Your output is to consist only of the line containing "[pin] man (one" and the lines after it, through the end of the data, reproduced exactly.

(Recorded data)

▶

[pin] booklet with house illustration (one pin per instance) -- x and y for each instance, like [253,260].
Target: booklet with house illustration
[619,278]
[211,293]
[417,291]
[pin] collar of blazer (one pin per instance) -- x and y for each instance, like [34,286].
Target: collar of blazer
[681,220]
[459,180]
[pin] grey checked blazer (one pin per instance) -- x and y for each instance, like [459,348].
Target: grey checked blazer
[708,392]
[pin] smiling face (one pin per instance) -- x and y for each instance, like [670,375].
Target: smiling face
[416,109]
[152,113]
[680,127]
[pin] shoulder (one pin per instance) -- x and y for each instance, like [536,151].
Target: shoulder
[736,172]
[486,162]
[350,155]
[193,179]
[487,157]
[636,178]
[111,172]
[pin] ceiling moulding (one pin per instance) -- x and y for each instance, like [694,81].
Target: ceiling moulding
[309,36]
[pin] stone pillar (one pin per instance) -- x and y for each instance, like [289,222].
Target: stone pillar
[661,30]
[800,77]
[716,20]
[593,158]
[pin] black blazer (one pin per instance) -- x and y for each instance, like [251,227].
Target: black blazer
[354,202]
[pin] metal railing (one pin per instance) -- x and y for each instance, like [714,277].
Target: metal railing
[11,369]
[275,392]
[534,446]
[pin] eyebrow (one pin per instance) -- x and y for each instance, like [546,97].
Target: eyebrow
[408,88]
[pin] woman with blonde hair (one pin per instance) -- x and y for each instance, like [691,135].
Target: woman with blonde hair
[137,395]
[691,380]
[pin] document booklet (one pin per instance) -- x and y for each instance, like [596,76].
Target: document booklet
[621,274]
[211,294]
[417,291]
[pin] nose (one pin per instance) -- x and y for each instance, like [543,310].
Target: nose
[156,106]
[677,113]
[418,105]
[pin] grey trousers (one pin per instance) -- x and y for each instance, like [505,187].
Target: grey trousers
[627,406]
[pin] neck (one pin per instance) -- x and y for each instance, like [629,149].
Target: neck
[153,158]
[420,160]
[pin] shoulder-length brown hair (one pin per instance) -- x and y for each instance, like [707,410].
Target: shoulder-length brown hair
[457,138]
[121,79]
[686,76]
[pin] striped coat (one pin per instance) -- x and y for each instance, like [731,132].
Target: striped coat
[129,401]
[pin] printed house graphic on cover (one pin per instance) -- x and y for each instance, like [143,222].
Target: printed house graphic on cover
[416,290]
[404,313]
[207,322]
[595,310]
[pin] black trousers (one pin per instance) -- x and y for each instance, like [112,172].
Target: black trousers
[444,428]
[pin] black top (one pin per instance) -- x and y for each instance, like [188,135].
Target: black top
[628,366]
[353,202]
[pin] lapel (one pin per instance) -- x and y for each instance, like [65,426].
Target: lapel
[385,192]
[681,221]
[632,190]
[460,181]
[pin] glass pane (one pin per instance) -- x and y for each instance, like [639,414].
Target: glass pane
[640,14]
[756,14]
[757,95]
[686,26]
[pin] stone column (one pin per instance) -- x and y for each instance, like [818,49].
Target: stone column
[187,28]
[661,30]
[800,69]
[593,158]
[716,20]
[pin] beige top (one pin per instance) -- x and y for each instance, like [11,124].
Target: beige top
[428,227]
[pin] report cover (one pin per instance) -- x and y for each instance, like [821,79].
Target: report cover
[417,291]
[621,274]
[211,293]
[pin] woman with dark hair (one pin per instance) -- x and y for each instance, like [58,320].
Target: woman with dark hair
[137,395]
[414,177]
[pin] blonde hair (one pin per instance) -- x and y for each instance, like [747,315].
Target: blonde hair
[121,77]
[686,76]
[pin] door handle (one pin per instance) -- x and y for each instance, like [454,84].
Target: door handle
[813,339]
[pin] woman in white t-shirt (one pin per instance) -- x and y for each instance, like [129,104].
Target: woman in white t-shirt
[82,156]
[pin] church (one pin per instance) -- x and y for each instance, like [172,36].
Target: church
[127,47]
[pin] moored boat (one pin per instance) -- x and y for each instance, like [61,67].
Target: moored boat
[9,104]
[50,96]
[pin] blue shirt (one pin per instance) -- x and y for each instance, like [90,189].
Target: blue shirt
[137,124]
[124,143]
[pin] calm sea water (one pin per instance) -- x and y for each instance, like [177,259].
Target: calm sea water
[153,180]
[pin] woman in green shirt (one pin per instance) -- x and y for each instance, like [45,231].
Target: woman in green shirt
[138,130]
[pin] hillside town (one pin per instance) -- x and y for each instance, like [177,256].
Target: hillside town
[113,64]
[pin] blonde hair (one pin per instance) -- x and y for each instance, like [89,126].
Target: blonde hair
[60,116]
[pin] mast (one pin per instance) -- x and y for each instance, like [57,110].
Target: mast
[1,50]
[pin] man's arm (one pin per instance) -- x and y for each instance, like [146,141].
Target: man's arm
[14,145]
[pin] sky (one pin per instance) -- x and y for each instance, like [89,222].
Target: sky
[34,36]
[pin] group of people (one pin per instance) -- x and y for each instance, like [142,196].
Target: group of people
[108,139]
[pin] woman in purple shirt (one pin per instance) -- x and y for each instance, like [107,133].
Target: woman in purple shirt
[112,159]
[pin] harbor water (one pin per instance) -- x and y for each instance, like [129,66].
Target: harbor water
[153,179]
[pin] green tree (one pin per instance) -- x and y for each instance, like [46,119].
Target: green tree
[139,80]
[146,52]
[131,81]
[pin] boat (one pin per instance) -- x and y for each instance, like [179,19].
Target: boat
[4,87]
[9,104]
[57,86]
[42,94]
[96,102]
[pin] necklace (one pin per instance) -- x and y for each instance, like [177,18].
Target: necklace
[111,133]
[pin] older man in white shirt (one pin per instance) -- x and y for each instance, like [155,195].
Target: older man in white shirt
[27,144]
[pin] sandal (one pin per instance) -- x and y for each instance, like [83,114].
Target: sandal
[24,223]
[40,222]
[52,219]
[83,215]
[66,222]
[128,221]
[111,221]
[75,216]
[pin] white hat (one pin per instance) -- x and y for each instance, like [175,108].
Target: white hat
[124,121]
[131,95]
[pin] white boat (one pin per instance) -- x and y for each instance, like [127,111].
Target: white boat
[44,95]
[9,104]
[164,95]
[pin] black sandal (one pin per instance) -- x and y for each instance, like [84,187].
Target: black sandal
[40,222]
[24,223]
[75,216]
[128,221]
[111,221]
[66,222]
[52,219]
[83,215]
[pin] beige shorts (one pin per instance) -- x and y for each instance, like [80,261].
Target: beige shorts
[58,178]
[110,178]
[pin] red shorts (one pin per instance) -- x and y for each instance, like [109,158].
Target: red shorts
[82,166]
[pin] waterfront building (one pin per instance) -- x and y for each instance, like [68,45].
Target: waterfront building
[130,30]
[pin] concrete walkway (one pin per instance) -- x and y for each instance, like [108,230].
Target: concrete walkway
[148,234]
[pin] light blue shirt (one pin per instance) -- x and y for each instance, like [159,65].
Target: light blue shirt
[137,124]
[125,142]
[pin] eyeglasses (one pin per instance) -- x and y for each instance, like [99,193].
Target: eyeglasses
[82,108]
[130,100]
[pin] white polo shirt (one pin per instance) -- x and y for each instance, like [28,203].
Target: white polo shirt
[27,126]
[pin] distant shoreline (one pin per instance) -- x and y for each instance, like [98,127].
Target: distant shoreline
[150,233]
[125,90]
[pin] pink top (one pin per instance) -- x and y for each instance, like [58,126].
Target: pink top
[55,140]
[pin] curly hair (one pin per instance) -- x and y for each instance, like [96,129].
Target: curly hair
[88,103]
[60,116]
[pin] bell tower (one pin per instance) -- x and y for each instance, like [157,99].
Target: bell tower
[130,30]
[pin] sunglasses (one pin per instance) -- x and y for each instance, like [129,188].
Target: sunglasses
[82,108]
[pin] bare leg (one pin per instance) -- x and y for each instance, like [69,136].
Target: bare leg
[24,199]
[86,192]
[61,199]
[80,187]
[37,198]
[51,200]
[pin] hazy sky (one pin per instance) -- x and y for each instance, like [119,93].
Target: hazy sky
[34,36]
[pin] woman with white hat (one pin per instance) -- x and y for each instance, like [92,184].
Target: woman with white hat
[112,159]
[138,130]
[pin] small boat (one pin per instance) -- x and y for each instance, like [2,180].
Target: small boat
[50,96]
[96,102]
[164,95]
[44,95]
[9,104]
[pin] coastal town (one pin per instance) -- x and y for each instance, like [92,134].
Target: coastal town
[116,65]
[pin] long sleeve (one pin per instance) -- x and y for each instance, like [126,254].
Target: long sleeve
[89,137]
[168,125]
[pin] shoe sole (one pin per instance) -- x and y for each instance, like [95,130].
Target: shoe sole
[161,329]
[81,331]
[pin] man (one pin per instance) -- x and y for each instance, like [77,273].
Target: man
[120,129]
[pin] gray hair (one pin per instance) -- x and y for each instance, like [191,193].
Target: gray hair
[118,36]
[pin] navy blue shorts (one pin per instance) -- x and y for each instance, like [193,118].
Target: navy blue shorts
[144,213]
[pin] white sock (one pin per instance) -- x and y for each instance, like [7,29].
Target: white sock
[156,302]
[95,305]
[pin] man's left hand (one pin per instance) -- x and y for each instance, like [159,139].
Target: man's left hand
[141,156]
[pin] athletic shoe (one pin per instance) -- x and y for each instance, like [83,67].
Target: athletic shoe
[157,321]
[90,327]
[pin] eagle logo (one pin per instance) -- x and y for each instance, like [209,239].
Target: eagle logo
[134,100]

◀

### Completed task
[pin] man (one pin per instance) -- x and y for each instance, like [77,273].
Target: man
[120,129]
[pin] gray hair (one pin per instance) -- x and y for each instance, like [191,193].
Target: gray hair
[118,36]
[pin] navy blue shorts (one pin per instance) -- x and y for each instance, like [193,118].
Target: navy blue shorts
[144,213]
[pin] white sock (one pin per instance) -- x and y for each instance, like [7,29].
Target: white sock
[156,302]
[95,305]
[pin] man's left hand (one pin per instance) -- x and y for each instance, like [159,139].
Target: man's left hand
[141,156]
[pin] athletic shoe (one pin per instance) -- x and y for each instance, like [83,67].
Target: athletic shoe
[157,321]
[90,327]
[pin] eagle logo (one pin per instance) -- x and y for each instance, like [209,239].
Target: eagle logo
[134,100]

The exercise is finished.